Prompt: Each record that follows is to be reproduced verbatim.
== Supplied material ==
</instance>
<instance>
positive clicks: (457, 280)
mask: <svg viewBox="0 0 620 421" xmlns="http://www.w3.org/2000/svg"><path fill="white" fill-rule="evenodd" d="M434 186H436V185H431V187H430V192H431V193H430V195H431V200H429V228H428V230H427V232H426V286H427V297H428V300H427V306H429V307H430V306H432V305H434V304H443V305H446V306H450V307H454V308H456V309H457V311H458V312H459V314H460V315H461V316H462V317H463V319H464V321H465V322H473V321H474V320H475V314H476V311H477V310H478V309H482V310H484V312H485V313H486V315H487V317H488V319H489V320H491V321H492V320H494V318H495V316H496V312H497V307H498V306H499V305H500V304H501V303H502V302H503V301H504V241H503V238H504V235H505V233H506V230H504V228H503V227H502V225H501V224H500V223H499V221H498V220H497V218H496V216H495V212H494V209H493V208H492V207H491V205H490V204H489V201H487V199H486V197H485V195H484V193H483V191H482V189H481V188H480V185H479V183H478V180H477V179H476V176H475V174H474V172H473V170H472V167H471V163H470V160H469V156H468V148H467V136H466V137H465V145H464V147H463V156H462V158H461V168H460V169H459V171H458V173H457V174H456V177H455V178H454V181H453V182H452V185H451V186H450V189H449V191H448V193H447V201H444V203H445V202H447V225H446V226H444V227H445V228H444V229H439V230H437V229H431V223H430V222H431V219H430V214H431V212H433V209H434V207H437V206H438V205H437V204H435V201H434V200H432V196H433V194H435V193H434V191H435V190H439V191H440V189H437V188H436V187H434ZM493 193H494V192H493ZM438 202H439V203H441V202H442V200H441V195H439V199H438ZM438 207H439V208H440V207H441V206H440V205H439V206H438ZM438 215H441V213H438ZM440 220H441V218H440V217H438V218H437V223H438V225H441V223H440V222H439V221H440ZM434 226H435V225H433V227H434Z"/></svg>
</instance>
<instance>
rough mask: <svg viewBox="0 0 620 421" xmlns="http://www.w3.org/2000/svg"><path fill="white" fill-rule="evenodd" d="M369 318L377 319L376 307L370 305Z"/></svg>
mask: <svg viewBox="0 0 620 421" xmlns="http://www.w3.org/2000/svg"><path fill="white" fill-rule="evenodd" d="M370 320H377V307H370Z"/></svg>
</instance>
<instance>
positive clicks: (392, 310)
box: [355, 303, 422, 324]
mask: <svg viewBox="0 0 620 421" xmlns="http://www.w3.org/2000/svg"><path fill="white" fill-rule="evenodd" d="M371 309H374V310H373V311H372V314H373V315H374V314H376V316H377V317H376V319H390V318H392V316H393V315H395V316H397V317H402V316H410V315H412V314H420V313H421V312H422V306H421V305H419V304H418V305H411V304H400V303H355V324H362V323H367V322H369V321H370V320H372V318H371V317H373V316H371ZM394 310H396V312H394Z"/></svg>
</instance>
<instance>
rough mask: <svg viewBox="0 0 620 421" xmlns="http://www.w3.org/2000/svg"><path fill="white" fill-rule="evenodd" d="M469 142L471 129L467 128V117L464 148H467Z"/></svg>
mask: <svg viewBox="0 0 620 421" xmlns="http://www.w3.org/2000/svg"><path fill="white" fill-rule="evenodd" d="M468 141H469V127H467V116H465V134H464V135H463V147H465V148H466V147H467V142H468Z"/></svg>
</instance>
===
Your solution:
</instance>
<instance>
positive clicks: (457, 280)
mask: <svg viewBox="0 0 620 421" xmlns="http://www.w3.org/2000/svg"><path fill="white" fill-rule="evenodd" d="M434 186H436V185H431V187H430V192H431V193H430V195H431V200H429V228H428V230H427V232H426V286H427V297H428V300H427V306H429V307H430V306H432V305H434V304H443V305H446V306H450V307H454V308H456V309H457V311H458V312H459V314H460V315H461V316H462V317H463V319H464V321H465V322H473V321H474V320H475V314H476V311H477V310H478V309H482V310H484V312H485V313H486V315H487V317H488V319H489V320H491V321H492V320H494V318H495V316H496V312H497V307H498V306H499V305H500V304H501V303H502V302H503V301H504V241H503V238H504V235H505V233H506V230H504V228H503V227H502V225H501V224H500V223H499V221H498V220H497V218H496V216H495V212H494V209H493V208H492V207H491V205H490V204H489V201H487V199H486V197H485V195H484V193H483V191H482V189H481V188H480V185H479V183H478V180H477V179H476V176H475V174H474V172H473V170H472V167H471V163H470V160H469V156H468V148H467V136H466V137H465V145H464V147H463V156H462V158H461V168H460V169H459V171H458V173H457V174H456V177H455V178H454V181H453V182H452V185H451V186H450V189H449V191H448V193H447V201H444V203H445V202H447V225H446V226H444V227H445V228H444V229H439V230H437V229H431V223H430V222H431V219H430V214H431V212H433V209H434V207H437V206H438V205H437V204H435V201H434V200H432V196H433V194H435V193H434V191H435V190H439V191H440V189H437V188H436V187H434ZM493 193H494V192H493ZM438 202H439V203H441V202H442V200H441V195H439V199H438ZM438 207H439V208H440V207H441V206H440V205H439V206H438ZM438 215H441V213H438ZM440 220H441V218H440V217H438V218H437V223H438V225H441V223H440V222H439V221H440ZM434 226H435V225H433V227H434Z"/></svg>
</instance>
<instance>
rough mask: <svg viewBox="0 0 620 421" xmlns="http://www.w3.org/2000/svg"><path fill="white" fill-rule="evenodd" d="M369 318L377 319L376 307L370 305Z"/></svg>
mask: <svg viewBox="0 0 620 421" xmlns="http://www.w3.org/2000/svg"><path fill="white" fill-rule="evenodd" d="M370 320H377V307H370Z"/></svg>
</instance>
<instance>
positive clicks: (392, 310)
box: [355, 303, 422, 324]
mask: <svg viewBox="0 0 620 421" xmlns="http://www.w3.org/2000/svg"><path fill="white" fill-rule="evenodd" d="M371 309H374V310H373V311H372V314H373V315H374V314H376V316H377V317H376V319H390V318H392V316H393V315H395V316H397V317H402V316H410V315H412V314H420V313H421V312H422V306H421V305H419V304H418V305H411V304H400V303H355V324H362V323H367V322H369V321H370V320H372V318H371V317H373V316H371ZM394 310H396V312H394Z"/></svg>
</instance>
<instance>
rough mask: <svg viewBox="0 0 620 421" xmlns="http://www.w3.org/2000/svg"><path fill="white" fill-rule="evenodd" d="M469 142L471 129L467 128V117L464 148H467Z"/></svg>
mask: <svg viewBox="0 0 620 421" xmlns="http://www.w3.org/2000/svg"><path fill="white" fill-rule="evenodd" d="M468 141H469V127H467V116H465V134H464V135H463V147H465V148H466V147H467V142H468Z"/></svg>
</instance>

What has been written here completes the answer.